---------- 本文
ただ、本当は違うと思います。なぜそんなシーンが生まれたのかといえば、手塚治虫の責任で安くあげるためです。経済的な理由ですね。しかし、そうして生まれたものを活用する時には、自分たちの知る文化圏の中から取り出すしかありません。その場合歌舞伎から直接取り入れる人もいるでしょうが、そんなもの全然知らない人もいます。しかし歌舞伎を知らなくても、歌舞伎から影響された別の文化的産物が存在することはありえます。たとえば広告の中に歌舞伎的な要素があり、そこから影響されて自分の文化の中に取り入れることはありえます。こうした場合歌舞伎からの直接の影響はありませんが、間接的な影響はあるといえます。そして日本に住んでいる限りは、アフガニスタンやインドネシアよりも日本の文化から影響されやすいのは間違いないと思います。日本文化(というより母国文化でしょうか)はこうして知らぬ間に継承されているわけですね。
--------------------
---------- 保存データ
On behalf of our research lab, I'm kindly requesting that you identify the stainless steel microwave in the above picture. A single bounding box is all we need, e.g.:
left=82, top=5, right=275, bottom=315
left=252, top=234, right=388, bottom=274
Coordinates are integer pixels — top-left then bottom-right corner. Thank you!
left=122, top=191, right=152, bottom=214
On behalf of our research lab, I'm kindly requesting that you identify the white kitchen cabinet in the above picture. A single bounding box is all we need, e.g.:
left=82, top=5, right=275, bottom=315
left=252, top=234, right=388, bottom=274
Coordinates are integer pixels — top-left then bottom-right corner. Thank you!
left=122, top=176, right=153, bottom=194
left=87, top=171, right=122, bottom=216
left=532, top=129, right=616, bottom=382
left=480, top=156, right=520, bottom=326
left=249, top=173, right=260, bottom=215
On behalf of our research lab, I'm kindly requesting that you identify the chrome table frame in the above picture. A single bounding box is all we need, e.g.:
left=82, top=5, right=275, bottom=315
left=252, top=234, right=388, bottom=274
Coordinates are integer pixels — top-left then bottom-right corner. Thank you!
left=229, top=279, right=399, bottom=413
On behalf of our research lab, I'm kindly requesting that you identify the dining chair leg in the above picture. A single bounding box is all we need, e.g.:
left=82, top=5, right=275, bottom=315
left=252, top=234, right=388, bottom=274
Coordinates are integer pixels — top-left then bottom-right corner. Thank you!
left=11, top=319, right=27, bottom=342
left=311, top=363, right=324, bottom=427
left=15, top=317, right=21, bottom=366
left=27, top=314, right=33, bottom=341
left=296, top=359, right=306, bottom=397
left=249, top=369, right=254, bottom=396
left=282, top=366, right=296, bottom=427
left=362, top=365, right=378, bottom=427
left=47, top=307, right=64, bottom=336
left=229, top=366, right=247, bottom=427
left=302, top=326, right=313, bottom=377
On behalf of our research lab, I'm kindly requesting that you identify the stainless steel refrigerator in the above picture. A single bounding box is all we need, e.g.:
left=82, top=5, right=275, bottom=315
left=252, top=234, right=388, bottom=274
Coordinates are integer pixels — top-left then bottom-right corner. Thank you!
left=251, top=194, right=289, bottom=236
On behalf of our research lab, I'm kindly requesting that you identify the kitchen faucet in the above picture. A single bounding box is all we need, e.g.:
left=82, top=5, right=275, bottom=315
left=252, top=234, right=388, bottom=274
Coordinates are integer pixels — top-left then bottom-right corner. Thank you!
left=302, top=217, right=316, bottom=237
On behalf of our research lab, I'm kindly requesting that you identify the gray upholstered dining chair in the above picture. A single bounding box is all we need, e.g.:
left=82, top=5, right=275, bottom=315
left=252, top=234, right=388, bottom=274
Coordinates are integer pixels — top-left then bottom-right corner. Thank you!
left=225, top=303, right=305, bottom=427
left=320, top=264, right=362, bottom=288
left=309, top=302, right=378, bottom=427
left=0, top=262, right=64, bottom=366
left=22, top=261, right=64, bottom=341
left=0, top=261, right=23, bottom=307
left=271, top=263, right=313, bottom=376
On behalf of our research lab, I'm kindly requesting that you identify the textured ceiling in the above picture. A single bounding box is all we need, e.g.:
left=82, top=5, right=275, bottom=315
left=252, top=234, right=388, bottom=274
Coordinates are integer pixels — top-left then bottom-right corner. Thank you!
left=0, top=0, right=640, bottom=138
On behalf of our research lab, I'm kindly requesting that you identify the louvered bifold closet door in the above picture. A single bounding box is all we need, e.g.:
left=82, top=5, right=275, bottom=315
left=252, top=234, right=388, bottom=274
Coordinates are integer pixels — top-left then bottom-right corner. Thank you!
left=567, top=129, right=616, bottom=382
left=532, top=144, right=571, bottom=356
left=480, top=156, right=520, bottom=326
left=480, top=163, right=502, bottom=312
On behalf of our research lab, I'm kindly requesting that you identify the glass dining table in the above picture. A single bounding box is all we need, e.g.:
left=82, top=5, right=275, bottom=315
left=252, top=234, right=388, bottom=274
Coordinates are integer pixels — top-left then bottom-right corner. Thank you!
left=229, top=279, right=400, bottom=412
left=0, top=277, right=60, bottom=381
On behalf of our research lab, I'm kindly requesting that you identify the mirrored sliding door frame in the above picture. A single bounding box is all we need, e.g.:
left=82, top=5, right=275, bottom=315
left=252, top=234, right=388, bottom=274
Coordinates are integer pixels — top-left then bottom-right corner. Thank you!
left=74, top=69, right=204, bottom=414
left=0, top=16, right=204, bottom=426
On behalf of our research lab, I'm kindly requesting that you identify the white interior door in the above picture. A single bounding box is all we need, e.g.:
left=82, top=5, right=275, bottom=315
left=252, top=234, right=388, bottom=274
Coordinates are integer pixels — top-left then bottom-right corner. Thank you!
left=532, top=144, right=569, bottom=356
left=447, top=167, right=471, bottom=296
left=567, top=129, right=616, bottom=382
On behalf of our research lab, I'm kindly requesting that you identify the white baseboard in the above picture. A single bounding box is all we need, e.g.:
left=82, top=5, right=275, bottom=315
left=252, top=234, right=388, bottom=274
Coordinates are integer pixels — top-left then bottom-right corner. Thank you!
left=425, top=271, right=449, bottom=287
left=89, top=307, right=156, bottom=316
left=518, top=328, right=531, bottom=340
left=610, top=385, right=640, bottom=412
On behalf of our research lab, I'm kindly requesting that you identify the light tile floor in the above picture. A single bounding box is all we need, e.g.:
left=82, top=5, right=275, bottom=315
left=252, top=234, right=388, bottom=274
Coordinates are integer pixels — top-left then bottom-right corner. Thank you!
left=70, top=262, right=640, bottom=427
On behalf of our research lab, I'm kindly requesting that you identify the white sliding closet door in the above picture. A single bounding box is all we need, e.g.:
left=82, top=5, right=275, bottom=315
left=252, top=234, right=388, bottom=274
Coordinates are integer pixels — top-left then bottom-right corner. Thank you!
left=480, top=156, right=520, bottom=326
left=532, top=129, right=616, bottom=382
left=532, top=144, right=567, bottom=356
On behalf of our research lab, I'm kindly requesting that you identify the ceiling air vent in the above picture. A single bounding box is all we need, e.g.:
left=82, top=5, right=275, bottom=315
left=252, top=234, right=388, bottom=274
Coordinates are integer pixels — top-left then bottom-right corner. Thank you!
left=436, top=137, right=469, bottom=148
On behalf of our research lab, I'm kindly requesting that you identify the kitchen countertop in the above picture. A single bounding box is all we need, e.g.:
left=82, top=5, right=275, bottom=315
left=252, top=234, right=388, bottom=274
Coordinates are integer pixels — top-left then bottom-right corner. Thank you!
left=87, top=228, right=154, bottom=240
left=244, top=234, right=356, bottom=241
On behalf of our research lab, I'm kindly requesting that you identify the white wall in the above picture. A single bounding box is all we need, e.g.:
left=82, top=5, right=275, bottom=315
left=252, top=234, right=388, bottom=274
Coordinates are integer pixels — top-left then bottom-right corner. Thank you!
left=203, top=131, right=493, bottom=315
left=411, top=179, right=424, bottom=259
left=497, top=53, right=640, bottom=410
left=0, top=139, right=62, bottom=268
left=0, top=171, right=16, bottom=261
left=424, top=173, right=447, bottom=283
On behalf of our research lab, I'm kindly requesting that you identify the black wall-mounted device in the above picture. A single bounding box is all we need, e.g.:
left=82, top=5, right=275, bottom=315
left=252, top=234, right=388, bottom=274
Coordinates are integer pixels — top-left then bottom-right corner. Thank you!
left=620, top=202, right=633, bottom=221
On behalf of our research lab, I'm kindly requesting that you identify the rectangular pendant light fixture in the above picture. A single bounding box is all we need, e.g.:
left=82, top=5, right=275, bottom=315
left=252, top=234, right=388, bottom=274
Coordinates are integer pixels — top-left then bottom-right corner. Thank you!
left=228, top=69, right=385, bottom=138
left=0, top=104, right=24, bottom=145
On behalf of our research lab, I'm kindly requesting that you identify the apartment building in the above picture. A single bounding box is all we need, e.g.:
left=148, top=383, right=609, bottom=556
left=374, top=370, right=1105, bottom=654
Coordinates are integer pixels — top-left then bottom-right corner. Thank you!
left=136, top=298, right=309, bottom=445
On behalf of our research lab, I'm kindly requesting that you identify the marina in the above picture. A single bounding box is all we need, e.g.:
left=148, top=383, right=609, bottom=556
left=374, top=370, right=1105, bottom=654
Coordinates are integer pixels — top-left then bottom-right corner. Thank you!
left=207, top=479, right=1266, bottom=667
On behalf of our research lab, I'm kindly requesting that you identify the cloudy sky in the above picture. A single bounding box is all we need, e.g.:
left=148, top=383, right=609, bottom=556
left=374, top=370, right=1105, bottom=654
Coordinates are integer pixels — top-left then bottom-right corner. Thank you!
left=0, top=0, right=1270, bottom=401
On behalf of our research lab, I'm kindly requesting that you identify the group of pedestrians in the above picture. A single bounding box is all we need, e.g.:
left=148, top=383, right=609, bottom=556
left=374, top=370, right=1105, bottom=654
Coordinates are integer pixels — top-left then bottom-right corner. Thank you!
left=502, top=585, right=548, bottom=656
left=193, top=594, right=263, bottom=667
--------------------
- やることリスト:
**a)** 本文によれば、そうしたシーンが生まれた本当の理由は何ですか。
**b)** 本文の「ただ、本当は違うと思います」で始まる段落を、主な事実を残して箇条書きにまとめてください。
**c)** 歌舞伎と文化の継承について述べた本文を、最後の文のあとから書き進めてください。

- 解答:
**a)** 手塚治虫の責任で安くあげるため、つまり経済的な理由です。

**b)**
- そうしたシーンは、手塚治虫の責任で安くあげるという経済的な理由から生まれた。
- それを活用するときは、自分たちの知る文化圏の中から取り出すしかない。
- 歌舞伎から直接取り入れる人もいれば、歌舞伎をまったく知らない人もいる。
- 歌舞伎を知らなくても、広告など歌舞伎に影響された別の文化的産物から取り入れることがあり、これは間接的な影響といえる。
- 日本に住んでいれば、アフガニスタンやインドネシアよりも日本の文化から影響されやすい。
- こうして日本文化(母国文化)は知らぬ間に継承されている。

**c)**
 

自己言及化されることにより起こる日本文化化

また先ほど外国人に言われたらどうするか、なんて書きましたが、この場合も日本のアニメが決めシーンが多いのはたまたま安くあげるための歴史的要因によるのですが、それを弁護しようとしたら、やはり自分たちの文化の中から説明することで正当化しよう、という態度も生まれるのです。となると、安くあげるという経済的、手塚治虫の都合による歴史的、といった偶発的な要因でしかなかったものが、日本文化的な説明によって自己言及化されることにより、あたかも本当の日本文化の継承者のように受け取れてしまうのです。つまり説明されてしまうことにより、ただの偶然生まれたものが必然的な存在であるかのように錯覚するのでした。ある種の文化の捏造みたいなものですが、自己正当化する場合や利用する場合にはよく使われるのかもしれません。では真の文化は、となると、これもよくわからないのでした。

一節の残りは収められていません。